# Exercise details:
All of the records below should be output exactly.

# Data for processing:
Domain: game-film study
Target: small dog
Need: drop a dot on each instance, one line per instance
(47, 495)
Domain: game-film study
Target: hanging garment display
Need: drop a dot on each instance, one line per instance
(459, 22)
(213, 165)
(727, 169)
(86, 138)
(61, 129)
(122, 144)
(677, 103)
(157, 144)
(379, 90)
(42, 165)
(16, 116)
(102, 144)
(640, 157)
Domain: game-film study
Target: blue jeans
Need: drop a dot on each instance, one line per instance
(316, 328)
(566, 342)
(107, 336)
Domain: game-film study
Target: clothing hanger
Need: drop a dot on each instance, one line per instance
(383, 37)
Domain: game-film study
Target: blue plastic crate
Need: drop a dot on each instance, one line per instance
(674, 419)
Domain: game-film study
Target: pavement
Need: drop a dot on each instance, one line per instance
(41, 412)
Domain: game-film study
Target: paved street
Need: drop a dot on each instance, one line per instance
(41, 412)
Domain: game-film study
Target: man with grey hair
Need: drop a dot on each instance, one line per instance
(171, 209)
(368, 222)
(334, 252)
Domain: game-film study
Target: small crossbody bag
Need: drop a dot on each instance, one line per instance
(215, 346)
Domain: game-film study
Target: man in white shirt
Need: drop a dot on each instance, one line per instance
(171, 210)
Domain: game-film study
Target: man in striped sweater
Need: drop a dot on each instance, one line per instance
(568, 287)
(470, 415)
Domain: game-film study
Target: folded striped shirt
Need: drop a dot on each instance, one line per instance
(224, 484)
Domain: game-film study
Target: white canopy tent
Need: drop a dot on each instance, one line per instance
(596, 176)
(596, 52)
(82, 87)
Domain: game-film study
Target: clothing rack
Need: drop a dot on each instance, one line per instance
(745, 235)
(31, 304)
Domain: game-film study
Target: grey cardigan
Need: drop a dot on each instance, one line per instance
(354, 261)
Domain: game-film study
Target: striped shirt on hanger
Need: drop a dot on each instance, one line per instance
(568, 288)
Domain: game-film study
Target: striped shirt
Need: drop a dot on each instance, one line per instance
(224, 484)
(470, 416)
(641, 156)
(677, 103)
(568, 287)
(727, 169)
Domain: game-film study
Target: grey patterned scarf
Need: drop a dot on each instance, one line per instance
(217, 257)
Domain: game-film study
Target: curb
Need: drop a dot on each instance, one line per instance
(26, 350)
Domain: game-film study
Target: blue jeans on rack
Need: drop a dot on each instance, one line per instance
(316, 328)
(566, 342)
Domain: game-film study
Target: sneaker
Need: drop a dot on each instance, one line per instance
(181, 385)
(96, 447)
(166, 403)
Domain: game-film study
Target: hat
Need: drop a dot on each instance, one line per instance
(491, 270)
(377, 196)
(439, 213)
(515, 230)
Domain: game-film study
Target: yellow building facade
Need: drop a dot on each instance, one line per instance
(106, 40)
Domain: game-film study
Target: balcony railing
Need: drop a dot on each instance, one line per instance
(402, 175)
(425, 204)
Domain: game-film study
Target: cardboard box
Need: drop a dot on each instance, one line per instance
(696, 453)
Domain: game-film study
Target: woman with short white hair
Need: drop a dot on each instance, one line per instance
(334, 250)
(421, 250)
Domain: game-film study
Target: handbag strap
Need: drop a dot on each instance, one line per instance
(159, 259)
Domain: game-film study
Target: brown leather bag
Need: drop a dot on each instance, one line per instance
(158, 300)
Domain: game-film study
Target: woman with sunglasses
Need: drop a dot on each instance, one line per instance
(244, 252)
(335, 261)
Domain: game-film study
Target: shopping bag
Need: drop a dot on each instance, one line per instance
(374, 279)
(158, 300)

# Answer in full:
Domain: game-film study
Target: small dog
Need: drop a dot on each instance, one line per instance
(47, 495)
Domain: game-film study
Target: hanging garment display
Need: drop a dot on each instance, one line per instance
(459, 22)
(213, 165)
(727, 169)
(86, 138)
(61, 129)
(122, 144)
(677, 103)
(157, 144)
(379, 90)
(42, 165)
(16, 116)
(102, 144)
(640, 157)
Domain: game-film study
Target: blue jeans
Need: drop a dot on each instance, one line per instance
(316, 328)
(566, 342)
(107, 336)
Domain: game-film study
Target: clothing hanger
Need: drop a dot on each instance, one line per instance
(383, 37)
Domain: game-film study
Target: blue plastic crate
Need: drop a dot on each instance, one line per instance
(674, 419)
Domain: game-film study
Target: pavement
Need: drop a dot on each instance, one line per instance
(41, 412)
Domain: game-film study
Target: paved street
Need: drop a dot on each instance, one line per instance
(41, 412)
Domain: game-film study
Target: man with grey hair
Need: drop a dot on each instance, one line per instance
(171, 209)
(368, 222)
(334, 252)
Domain: game-film study
Target: small crossbody bag
Need: drop a dot on each instance, one line per instance
(215, 346)
Domain: game-film study
Target: man in white shirt
Need: drop a dot on each instance, one line per instance
(171, 210)
Domain: game-film study
Target: man in striped sweater
Need: drop a dot on each instance, one line per instance
(568, 287)
(470, 415)
Domain: game-film study
Target: folded striped shirt
Need: drop a dot on each instance, one line per instance
(224, 484)
Domain: game-film study
Target: white canopy tent
Need: drop a dot on each instance, one line per instance
(596, 176)
(596, 52)
(82, 87)
Domain: game-film study
Target: clothing rack
Need: drop a dot on each instance, one line per instance
(745, 235)
(31, 304)
Domain: game-film study
Target: grey cardigan
Need: drop a dot on each instance, one line per instance
(354, 261)
Domain: game-film study
Target: striped shirt on hanger
Need: drop a dot on each instance, one line per instance
(568, 288)
Domain: game-film study
Target: striped shirt
Need: drop a dot on each instance, one line per instance
(224, 484)
(470, 416)
(641, 156)
(677, 103)
(568, 287)
(727, 169)
Domain: game-film study
Target: grey patterned scarf
Need: drop a dot on each instance, one line per instance
(217, 257)
Domain: game-film study
Target: curb
Need: drop a dot on each instance, one line per instance
(26, 350)
Domain: game-film study
Target: blue jeans on rack
Need: drop a dot on each instance, one line per instance
(316, 328)
(566, 342)
Domain: game-film study
Target: sneaker
Need: drop a dot on each instance, one line per instance
(181, 385)
(96, 447)
(166, 403)
Domain: game-film study
Target: hat
Need: drop a dot on each instance, one line per instance
(491, 270)
(377, 196)
(439, 213)
(515, 230)
Domain: game-film study
Target: yellow building facade
Need: drop a dot on each instance, one line per instance
(106, 40)
Domain: game-film study
Target: balcony railing
Need: drop a dot on each instance, one line per instance
(402, 175)
(425, 204)
Domain: game-film study
Target: cardboard box
Need: drop a dot on each instance, one line per instance
(696, 453)
Domain: game-film study
Target: woman with short white hair
Need: drop a dot on each instance, one line per instance
(334, 250)
(421, 250)
Domain: game-film study
Target: handbag strap
Need: drop a dot on each instance, one line per instance
(159, 259)
Domain: game-film study
Target: brown leather bag
Need: drop a dot on each instance, one line per instance
(158, 300)
Domain: game-film study
Target: woman with sunglasses
Need: drop a dot on each instance, one line per instance
(244, 252)
(335, 261)
Domain: game-film study
Target: shopping bag
Need: drop a dot on each instance, one line per instance
(374, 279)
(158, 300)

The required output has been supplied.